Problem description - Verbatim output of all the material below is required.

Excerpts from point annotation data -
____________________
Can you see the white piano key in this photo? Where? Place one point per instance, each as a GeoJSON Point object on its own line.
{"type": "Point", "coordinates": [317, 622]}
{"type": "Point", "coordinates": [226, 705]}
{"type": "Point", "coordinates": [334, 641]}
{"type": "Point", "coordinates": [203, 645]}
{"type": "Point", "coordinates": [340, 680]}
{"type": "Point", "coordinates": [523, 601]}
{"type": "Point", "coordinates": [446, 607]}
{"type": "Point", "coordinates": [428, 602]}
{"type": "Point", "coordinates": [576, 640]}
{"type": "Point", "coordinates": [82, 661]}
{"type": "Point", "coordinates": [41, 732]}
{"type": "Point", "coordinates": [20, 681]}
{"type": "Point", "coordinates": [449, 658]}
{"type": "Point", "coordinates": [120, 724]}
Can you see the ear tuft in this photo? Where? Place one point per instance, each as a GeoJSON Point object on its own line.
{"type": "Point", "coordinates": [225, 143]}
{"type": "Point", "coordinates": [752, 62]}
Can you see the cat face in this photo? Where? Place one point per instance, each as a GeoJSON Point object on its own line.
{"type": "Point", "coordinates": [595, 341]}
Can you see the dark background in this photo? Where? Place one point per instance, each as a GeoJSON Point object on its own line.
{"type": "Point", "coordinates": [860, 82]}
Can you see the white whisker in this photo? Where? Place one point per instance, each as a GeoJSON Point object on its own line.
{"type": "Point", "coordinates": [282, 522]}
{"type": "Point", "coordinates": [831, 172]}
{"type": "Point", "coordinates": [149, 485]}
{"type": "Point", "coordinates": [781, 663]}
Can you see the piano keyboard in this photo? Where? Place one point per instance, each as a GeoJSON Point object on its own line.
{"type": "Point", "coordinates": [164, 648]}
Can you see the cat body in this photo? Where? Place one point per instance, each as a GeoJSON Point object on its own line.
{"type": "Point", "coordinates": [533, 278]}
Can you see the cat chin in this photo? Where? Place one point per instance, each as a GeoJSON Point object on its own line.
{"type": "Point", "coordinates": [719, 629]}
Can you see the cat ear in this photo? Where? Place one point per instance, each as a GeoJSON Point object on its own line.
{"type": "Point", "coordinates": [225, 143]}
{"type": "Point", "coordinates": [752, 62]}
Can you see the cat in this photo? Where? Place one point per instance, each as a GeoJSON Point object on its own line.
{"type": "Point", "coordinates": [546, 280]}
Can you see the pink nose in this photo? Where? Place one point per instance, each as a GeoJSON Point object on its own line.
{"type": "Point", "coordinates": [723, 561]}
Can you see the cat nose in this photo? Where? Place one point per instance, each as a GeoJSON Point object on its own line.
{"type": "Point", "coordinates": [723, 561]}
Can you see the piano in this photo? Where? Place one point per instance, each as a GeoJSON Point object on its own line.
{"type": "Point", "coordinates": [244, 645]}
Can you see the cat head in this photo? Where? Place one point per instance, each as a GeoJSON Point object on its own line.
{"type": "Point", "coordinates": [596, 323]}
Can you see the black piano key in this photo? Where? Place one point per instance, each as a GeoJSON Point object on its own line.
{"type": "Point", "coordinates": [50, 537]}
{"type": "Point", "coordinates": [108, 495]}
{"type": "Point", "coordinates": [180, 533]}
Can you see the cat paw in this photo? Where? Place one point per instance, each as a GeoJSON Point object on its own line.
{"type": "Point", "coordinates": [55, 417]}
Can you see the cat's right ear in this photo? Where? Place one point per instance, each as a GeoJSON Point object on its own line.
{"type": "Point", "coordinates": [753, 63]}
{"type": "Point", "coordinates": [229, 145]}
____________________
Result -
Can you see the white piano key in this photo? Where? Place one point per instance, each as a GeoJSON Point object on its own line.
{"type": "Point", "coordinates": [317, 622]}
{"type": "Point", "coordinates": [226, 705]}
{"type": "Point", "coordinates": [334, 641]}
{"type": "Point", "coordinates": [203, 645]}
{"type": "Point", "coordinates": [340, 680]}
{"type": "Point", "coordinates": [523, 601]}
{"type": "Point", "coordinates": [446, 607]}
{"type": "Point", "coordinates": [428, 602]}
{"type": "Point", "coordinates": [576, 640]}
{"type": "Point", "coordinates": [82, 661]}
{"type": "Point", "coordinates": [41, 732]}
{"type": "Point", "coordinates": [20, 681]}
{"type": "Point", "coordinates": [449, 658]}
{"type": "Point", "coordinates": [120, 724]}
Can you see the ear tuft in this photo? Where? Place one point per instance, each as a GeoJSON Point object on its own line.
{"type": "Point", "coordinates": [225, 143]}
{"type": "Point", "coordinates": [752, 62]}
Can you see the cat face in this photo? Where? Place one point per instance, each as a GeoJSON Point object on its own line.
{"type": "Point", "coordinates": [595, 341]}
Can you see the dark background in this photo? Where? Place one point per instance, each as a GeoJSON Point object on its own line.
{"type": "Point", "coordinates": [860, 82]}
Can you see the white whisker in this photo? Where? Place one point per instance, each as a GeoJSON Point object on its own line.
{"type": "Point", "coordinates": [282, 522]}
{"type": "Point", "coordinates": [831, 172]}
{"type": "Point", "coordinates": [149, 485]}
{"type": "Point", "coordinates": [781, 663]}
Can you see the piano keyboard in this photo? Where? Place one point per instance, each as a GeoJSON Point object on its own line.
{"type": "Point", "coordinates": [164, 648]}
Can you see the cat body in this photo? Where? Place one point per instance, each as a GeoJSON Point object on its own line.
{"type": "Point", "coordinates": [533, 278]}
Can you see the cat chin in this photo? Where? Place one point per instance, each as a GeoJSON Point object on its own line.
{"type": "Point", "coordinates": [719, 629]}
Can you see the cat ear in this photo? Where? Place one point per instance, each as a GeoJSON Point object on its own line.
{"type": "Point", "coordinates": [225, 143]}
{"type": "Point", "coordinates": [752, 62]}
Can you see the cat in this photo? Where? Place one point per instance, each as a GeoJSON Point object on its own line.
{"type": "Point", "coordinates": [546, 280]}
Can you see the pink nose in this photo? Where? Place one point per instance, each as a GeoJSON Point object on its own line.
{"type": "Point", "coordinates": [723, 561]}
Can you see the cat nose in this photo? Where? Place one point per instance, each as a GeoJSON Point object on its own line.
{"type": "Point", "coordinates": [723, 561]}
Can you see the piano in this photo? Where? Place one point per instance, each as a GeoJSON Point object on its own line.
{"type": "Point", "coordinates": [244, 645]}
Can you see the cat head in this photo? Where? Place one point per instance, each as a GeoJSON Point object on its own line.
{"type": "Point", "coordinates": [596, 323]}
Can you see the black piano key in this photo? Where? Place one point per instance, each as a GeoJSON Point object on its own line.
{"type": "Point", "coordinates": [50, 537]}
{"type": "Point", "coordinates": [108, 495]}
{"type": "Point", "coordinates": [180, 533]}
Can you see the cat paw in this photo? Where? Place one point per instance, each as a GeoJSON Point object on its own line.
{"type": "Point", "coordinates": [55, 417]}
Can you see the cat's right ear in this photo? Where? Place one point per instance, each as a GeoJSON Point object on its own line.
{"type": "Point", "coordinates": [753, 63]}
{"type": "Point", "coordinates": [229, 145]}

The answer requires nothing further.